# Task details:
Lay out every line of the material below as a Markdown table with the columns Number and Content, numbering the rows in order and skipping blank lines.

# Data supplied:

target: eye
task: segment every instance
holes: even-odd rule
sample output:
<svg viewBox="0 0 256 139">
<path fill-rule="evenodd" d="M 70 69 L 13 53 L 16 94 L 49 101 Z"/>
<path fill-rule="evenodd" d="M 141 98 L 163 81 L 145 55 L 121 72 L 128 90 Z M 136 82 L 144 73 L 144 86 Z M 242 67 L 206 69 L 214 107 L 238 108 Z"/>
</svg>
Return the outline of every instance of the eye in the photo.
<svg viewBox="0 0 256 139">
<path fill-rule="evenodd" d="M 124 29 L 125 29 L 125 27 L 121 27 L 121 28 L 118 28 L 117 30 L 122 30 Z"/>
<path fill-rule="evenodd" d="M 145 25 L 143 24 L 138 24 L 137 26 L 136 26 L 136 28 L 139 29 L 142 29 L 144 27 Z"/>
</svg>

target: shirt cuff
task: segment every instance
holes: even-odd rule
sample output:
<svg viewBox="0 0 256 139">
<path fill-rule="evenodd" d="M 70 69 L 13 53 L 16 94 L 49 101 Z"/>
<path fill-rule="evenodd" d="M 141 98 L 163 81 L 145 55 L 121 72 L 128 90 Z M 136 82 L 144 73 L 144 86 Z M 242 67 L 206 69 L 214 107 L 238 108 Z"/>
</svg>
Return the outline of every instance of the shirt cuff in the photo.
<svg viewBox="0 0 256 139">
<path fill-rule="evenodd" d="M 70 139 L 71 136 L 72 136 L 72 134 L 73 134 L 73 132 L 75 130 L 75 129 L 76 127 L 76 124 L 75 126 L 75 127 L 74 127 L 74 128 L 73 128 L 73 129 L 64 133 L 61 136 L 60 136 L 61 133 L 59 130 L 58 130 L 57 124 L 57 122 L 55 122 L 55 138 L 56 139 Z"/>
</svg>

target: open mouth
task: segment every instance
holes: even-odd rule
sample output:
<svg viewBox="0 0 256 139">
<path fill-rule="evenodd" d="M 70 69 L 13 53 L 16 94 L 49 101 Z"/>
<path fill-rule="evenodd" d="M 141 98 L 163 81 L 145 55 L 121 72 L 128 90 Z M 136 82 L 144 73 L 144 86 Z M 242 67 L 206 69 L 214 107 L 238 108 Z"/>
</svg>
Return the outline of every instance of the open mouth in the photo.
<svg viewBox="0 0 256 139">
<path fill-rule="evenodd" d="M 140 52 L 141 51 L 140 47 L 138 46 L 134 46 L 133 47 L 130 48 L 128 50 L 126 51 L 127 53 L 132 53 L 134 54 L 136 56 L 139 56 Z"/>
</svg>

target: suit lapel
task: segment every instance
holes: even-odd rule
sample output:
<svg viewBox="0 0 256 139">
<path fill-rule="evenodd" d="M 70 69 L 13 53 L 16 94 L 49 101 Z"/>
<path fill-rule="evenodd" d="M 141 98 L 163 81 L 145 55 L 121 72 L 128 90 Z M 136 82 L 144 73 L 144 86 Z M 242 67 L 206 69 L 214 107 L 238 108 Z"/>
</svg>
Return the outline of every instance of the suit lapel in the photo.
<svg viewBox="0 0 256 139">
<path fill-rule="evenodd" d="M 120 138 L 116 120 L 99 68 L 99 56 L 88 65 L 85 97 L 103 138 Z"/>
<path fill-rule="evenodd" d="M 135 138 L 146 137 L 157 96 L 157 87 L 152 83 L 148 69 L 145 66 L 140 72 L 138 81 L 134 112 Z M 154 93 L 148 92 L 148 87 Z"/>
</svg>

# Task answer:
| Number | Content |
|---|---|
| 1 | target: eye |
| 2 | task: segment every instance |
| 3 | holes: even-odd rule |
| 4 | sample output: |
| 5 | <svg viewBox="0 0 256 139"> |
| 6 | <path fill-rule="evenodd" d="M 70 69 L 13 53 L 16 94 L 49 101 Z"/> |
| 7 | <path fill-rule="evenodd" d="M 141 98 L 163 81 L 145 55 L 121 72 L 128 90 Z M 136 82 L 144 73 L 144 86 Z M 242 67 L 206 69 L 214 107 L 238 108 Z"/> |
| 8 | </svg> |
| 9 | Return the outline of every instance of the eye in the photo. |
| 10 | <svg viewBox="0 0 256 139"> |
| 11 | <path fill-rule="evenodd" d="M 124 29 L 125 29 L 125 27 L 121 27 L 121 28 L 118 28 L 117 30 L 122 30 Z"/> |
| 12 | <path fill-rule="evenodd" d="M 145 25 L 143 24 L 138 24 L 137 26 L 136 26 L 136 28 L 139 29 L 142 29 L 144 27 Z"/> |
| 13 | </svg> |
| 14 | target: shirt cuff |
| 15 | task: segment every instance |
| 16 | holes: even-odd rule |
| 17 | sample output: |
| 18 | <svg viewBox="0 0 256 139"> |
| 19 | <path fill-rule="evenodd" d="M 70 69 L 13 53 L 16 94 L 49 101 Z"/> |
| 20 | <path fill-rule="evenodd" d="M 141 98 L 163 81 L 145 55 L 121 72 L 128 90 Z M 136 82 L 144 73 L 144 86 Z M 242 67 L 206 69 L 214 107 L 238 108 Z"/> |
| 21 | </svg> |
| 22 | Return the outline of every instance of the shirt cuff in the photo. |
| 23 | <svg viewBox="0 0 256 139"> |
| 24 | <path fill-rule="evenodd" d="M 70 139 L 71 136 L 72 136 L 72 134 L 73 134 L 73 132 L 75 130 L 75 129 L 76 127 L 76 124 L 75 126 L 75 127 L 74 127 L 74 128 L 73 128 L 73 129 L 64 133 L 61 136 L 60 136 L 61 133 L 59 130 L 58 130 L 57 124 L 57 122 L 55 122 L 55 138 L 56 139 Z"/> |
| 25 | </svg> |
| 26 | target: open mouth |
| 27 | task: segment every instance |
| 28 | holes: even-odd rule |
| 29 | sample output: |
| 30 | <svg viewBox="0 0 256 139"> |
| 31 | <path fill-rule="evenodd" d="M 70 69 L 13 53 L 16 94 L 49 101 Z"/> |
| 32 | <path fill-rule="evenodd" d="M 141 98 L 163 81 L 145 55 L 121 72 L 128 90 Z M 136 82 L 144 73 L 144 86 Z M 242 67 L 206 69 L 214 107 L 238 108 Z"/> |
| 33 | </svg> |
| 34 | Return the outline of every instance of the open mouth in the photo. |
| 35 | <svg viewBox="0 0 256 139"> |
| 36 | <path fill-rule="evenodd" d="M 140 52 L 141 51 L 140 47 L 138 46 L 134 46 L 133 47 L 130 48 L 128 50 L 126 51 L 127 53 L 132 53 L 134 54 L 136 56 L 139 56 Z"/> |
| 37 | </svg> |
| 38 | target: suit lapel |
| 39 | task: segment every instance |
| 40 | holes: even-odd rule |
| 41 | sample output: |
| 42 | <svg viewBox="0 0 256 139"> |
| 43 | <path fill-rule="evenodd" d="M 70 69 L 13 53 L 16 94 L 49 101 Z"/> |
| 44 | <path fill-rule="evenodd" d="M 141 98 L 163 81 L 145 55 L 121 72 L 128 90 Z M 136 82 L 144 73 L 144 86 Z M 242 67 L 206 69 L 214 107 L 238 108 Z"/> |
| 45 | </svg> |
| 46 | Return the outline of every instance of the suit lapel in the photo. |
| 47 | <svg viewBox="0 0 256 139"> |
| 48 | <path fill-rule="evenodd" d="M 120 138 L 116 120 L 99 68 L 99 56 L 88 65 L 85 97 L 103 138 Z"/> |
| 49 | <path fill-rule="evenodd" d="M 135 138 L 146 137 L 157 96 L 157 87 L 152 83 L 148 69 L 145 66 L 140 72 L 138 81 L 134 112 Z M 154 93 L 148 92 L 148 87 Z"/> |
| 50 | </svg> |